Word for word, set down every record that appears below.

● Material for this exercise
^^^^^^^^^^^^^^^^

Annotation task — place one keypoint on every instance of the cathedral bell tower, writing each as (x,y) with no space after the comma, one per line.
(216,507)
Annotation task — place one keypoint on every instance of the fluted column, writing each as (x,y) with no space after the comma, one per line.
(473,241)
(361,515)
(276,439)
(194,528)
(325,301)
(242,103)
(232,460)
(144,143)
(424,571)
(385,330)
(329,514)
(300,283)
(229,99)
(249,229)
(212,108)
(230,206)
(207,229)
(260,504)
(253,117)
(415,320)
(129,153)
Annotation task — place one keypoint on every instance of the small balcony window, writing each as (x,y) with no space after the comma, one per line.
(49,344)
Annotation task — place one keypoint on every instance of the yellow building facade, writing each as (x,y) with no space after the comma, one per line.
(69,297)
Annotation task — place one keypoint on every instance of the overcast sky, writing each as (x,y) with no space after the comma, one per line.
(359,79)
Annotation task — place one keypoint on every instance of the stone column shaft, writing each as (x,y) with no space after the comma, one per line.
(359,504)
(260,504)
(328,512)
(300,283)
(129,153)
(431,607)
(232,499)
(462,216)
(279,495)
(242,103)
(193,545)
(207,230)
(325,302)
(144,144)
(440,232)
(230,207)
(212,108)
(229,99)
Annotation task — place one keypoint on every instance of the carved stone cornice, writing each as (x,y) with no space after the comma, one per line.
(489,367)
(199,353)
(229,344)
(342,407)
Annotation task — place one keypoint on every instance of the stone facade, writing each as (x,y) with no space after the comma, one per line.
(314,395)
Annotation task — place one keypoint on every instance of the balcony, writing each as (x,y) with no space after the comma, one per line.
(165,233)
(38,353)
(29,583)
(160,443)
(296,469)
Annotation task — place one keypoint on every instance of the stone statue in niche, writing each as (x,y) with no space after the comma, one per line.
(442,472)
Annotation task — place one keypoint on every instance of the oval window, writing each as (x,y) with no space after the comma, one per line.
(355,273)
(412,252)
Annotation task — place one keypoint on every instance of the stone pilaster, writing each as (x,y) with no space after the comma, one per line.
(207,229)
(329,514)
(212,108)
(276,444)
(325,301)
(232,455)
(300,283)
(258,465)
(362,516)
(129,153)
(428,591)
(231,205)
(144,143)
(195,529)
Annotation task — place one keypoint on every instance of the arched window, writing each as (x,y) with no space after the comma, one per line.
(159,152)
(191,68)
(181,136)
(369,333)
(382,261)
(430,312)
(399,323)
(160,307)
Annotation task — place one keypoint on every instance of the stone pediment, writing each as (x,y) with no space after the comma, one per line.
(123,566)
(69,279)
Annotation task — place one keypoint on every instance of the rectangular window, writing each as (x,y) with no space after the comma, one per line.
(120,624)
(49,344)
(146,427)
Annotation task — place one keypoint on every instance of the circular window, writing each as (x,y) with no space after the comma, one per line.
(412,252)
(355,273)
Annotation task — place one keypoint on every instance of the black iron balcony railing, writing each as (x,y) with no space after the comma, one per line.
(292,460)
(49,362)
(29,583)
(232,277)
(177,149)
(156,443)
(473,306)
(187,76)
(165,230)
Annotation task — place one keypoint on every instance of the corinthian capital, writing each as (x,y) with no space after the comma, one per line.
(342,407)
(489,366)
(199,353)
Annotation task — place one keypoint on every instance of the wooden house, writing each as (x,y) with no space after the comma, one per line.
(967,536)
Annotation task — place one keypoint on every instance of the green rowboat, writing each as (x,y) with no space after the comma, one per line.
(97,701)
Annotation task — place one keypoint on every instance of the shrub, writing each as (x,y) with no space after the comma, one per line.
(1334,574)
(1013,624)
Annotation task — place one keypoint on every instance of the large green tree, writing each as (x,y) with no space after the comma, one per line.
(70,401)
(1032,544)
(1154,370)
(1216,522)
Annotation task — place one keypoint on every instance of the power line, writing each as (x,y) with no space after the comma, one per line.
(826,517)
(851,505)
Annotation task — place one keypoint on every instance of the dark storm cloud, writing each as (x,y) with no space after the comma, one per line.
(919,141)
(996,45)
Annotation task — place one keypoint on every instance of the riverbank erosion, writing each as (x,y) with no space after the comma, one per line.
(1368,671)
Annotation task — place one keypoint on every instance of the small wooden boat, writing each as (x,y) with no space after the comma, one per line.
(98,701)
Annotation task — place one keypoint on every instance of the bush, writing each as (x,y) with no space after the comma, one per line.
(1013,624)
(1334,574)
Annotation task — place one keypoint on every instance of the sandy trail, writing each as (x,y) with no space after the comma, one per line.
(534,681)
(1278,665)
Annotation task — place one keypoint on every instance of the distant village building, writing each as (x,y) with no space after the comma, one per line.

^^^^^^^^^^^^^^^^

● Task solution
Annotation task — place one keypoint on every instance of the cathedral bell tower, writing each as (x,y) with no space after the comma, one per line.
(216,507)
Annotation task — place one keypoint on every instance of the fluted column, writing each as (x,y) with no space after the comma, one per line.
(473,241)
(361,515)
(276,439)
(194,528)
(325,301)
(242,103)
(232,460)
(144,143)
(424,571)
(385,330)
(329,514)
(300,283)
(229,99)
(249,229)
(212,108)
(230,206)
(207,229)
(260,504)
(253,117)
(415,320)
(129,153)
Annotation task — place one keypoint on every instance of the small balcony window, writing each as (x,y) with no space after the comma, one per line.
(49,344)
Annotation task — place one keypoint on every instance of the yellow building facade, writing each as (x,y) with no space after the comma, one per line.
(69,297)
Annotation task — place one keypoint on every instance of the overcast sky, writing each as (x,y) with no space after the comma, one per line.
(359,79)
Annotation task — place one keypoint on every instance of the stone column shaft, writing each as (x,y) with no space after the comma, one per line.
(359,504)
(260,504)
(328,512)
(300,283)
(129,153)
(431,607)
(232,499)
(462,216)
(279,495)
(242,103)
(193,545)
(207,230)
(325,302)
(144,144)
(440,232)
(230,207)
(212,108)
(229,99)
Annotation task — place one keypoint on every instance of the carved stone cornice, writing each as (x,y) with no space after the comma, one per line.
(489,367)
(199,353)
(229,344)
(342,407)
Annotation task — place one keypoint on every instance of the stone facade, writing each as (x,y) with no space after the comma, one per line.
(314,395)
Annotation task — place one keypoint on every instance of the balcony, writing each as (x,y) with no space after the comma, one per line.
(165,233)
(38,353)
(29,583)
(160,443)
(296,469)
Annotation task — place one keypoint on every instance of the stone statue in niche, writing each as (x,y) with no space after the comma, one per line.
(442,472)
Annotation task — place one keypoint on every instance of the oval window, writing each as (x,y) with no space after the comma, one per line.
(355,273)
(412,252)
Annotation task — place one keypoint on every instance of the stone pilaster, writing each as (x,y) with no space after the comma, one per line.
(207,229)
(329,514)
(212,108)
(276,444)
(325,301)
(232,455)
(300,283)
(258,465)
(362,516)
(129,153)
(428,591)
(231,205)
(144,143)
(195,529)
Annotation task — place one keypoint on every instance of the arched window, writing each as (x,y) with no space after the comma, one per line.
(159,152)
(191,68)
(181,136)
(369,333)
(382,261)
(430,312)
(399,323)
(160,307)
Annotation task — place one keypoint on every instance of the stone pediment, writing each as (x,y) with no space after the comma, one per line.
(123,566)
(69,279)
Annotation task — place one keypoint on every instance of the rectangular window, writing each as (x,y) with no space after the comma, one per line.
(120,624)
(49,344)
(146,427)
Annotation task — place one keypoint on every instance of the circular window, writing each as (x,y) with no space after the comma, one per line.
(412,252)
(355,273)
Annotation task — place one keypoint on every instance of the black iron balcony railing, writing each as (x,y) with no space after the comma, one per line.
(292,460)
(49,362)
(29,583)
(232,277)
(177,149)
(156,443)
(473,306)
(187,76)
(165,230)
Annotation task — place one keypoint on every instance of the corinthian capital, writing each as (x,y) with no space after the comma, one per line.
(342,407)
(489,366)
(199,353)
Annotation task — place one keypoint on every instance of the wooden house, writing each as (x,y) with no space after the comma, one per line.
(967,536)
Annotation task — place one keypoint on every instance of the green rowboat, writing each as (x,y) with no space after the comma, one per line.
(97,701)
Annotation task — place one keypoint on every instance of the shrub, writing each as (x,y) with no space after the comma, one per line.
(1334,574)
(1013,624)
Annotation task — place one keypoint on every instance of the large green tree, writing each as (x,y) with no space after the comma, one per line.
(70,401)
(1032,544)
(1154,370)
(1216,522)
Annotation task — place one keypoint on every instance of the power line, writing each as (x,y) with no space after the comma, one per line.
(826,517)
(851,505)
Annotation task — place one keypoint on every instance of the dark storm cloud, writing each as (x,y) with no space after the comma, one per line.
(919,141)
(996,45)
Annotation task — place one keypoint on every instance of the riverbank erosion, writing each as (x,y) with no space after the comma, one per line.
(1368,671)
Annotation task — place one keypoint on every instance of the small wooden boat, writing each as (x,y) with no space after the comma, one per line.
(98,701)
Annotation task — place one keypoint on every instance of the bush, writing each as (x,y) with no space after the comma, one per line.
(1013,624)
(1334,574)
Annotation task — place one keypoint on every instance of the sandy trail, writing each as (x,y) with no space after the comma, one per line.
(534,681)
(1278,665)
Annotation task — place one keypoint on every instance of the distant village building, writing each as (x,y) with no space after the comma, one per line.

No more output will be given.